## Objective
Rewrite all the rows with every "dark suit" changed to "black suit" and everything else unchanged. Leave the pictures out.

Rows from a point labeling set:
----------------------------------------

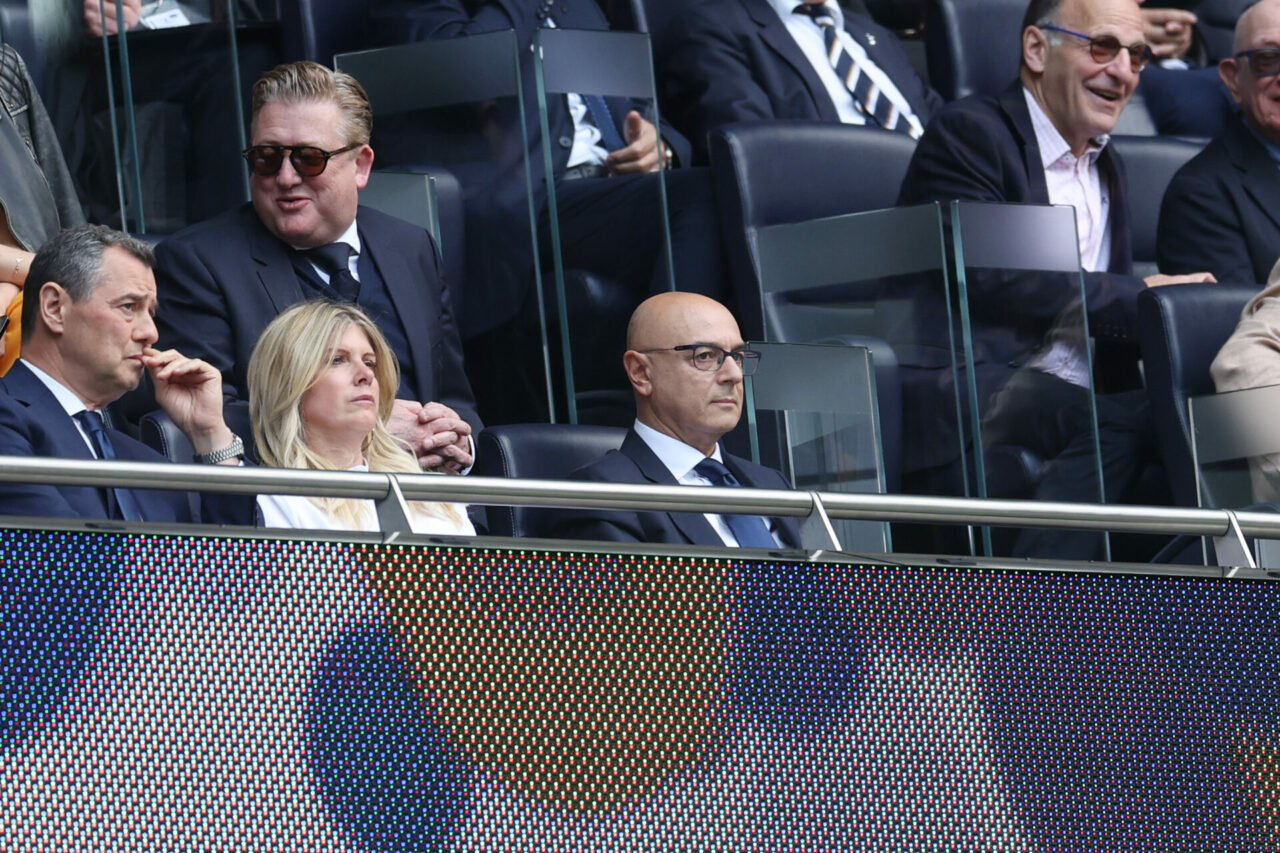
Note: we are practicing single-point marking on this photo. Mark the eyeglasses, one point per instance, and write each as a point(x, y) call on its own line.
point(265, 160)
point(1105, 49)
point(708, 356)
point(1264, 62)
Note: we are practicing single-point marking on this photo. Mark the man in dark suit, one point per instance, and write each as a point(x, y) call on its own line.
point(223, 281)
point(1043, 141)
point(88, 336)
point(1221, 210)
point(741, 60)
point(685, 361)
point(604, 159)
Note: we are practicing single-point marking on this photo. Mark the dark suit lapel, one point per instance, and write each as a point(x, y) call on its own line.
point(403, 283)
point(693, 525)
point(775, 33)
point(1261, 173)
point(275, 273)
point(1013, 103)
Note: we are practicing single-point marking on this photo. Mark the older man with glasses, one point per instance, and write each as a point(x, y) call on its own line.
point(1223, 209)
point(685, 359)
point(305, 236)
point(1045, 141)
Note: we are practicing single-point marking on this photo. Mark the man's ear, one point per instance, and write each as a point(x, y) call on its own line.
point(1229, 69)
point(1034, 49)
point(53, 304)
point(638, 366)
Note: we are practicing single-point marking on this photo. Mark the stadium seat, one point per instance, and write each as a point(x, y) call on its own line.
point(536, 451)
point(1180, 328)
point(1150, 164)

----------------------------------------

## Exercise answer
Note: we are practicing single-point marking on this photo. Mark the eyeglasses, one point per instance, and write each as a point(x, y) call on its own line.
point(265, 160)
point(1105, 49)
point(708, 356)
point(1264, 62)
Note: we are practicing single-point marking on this photo. Mark the man in black suit, one point per instance, and write each as a point(x, y) call on its own line.
point(223, 281)
point(1043, 141)
point(88, 336)
point(1221, 210)
point(741, 60)
point(685, 361)
point(604, 159)
Note: we are practicing single-point marking on this photo. Mark the black suit lapel, one point per instance, and write each as a point(x, y) call on its own line.
point(403, 283)
point(693, 525)
point(775, 33)
point(1261, 173)
point(275, 273)
point(1013, 103)
Note: we are practicing single-point marking on this photo. Mark the older man with glasses, one point per instance, and write each as a point(x, y) call on its own line.
point(1223, 209)
point(685, 359)
point(305, 236)
point(1045, 141)
Note: we are practicing single-point marking on this photo. Mark the man's ear, one point per instance, and write each as a point(x, y) call on its own line.
point(1229, 69)
point(1034, 49)
point(53, 304)
point(638, 366)
Note: we are practicing single-point marking on this photo. Mark the stadium seat, one point per instance, and write each as a point(x, y) call on its own line.
point(536, 451)
point(1180, 328)
point(1150, 164)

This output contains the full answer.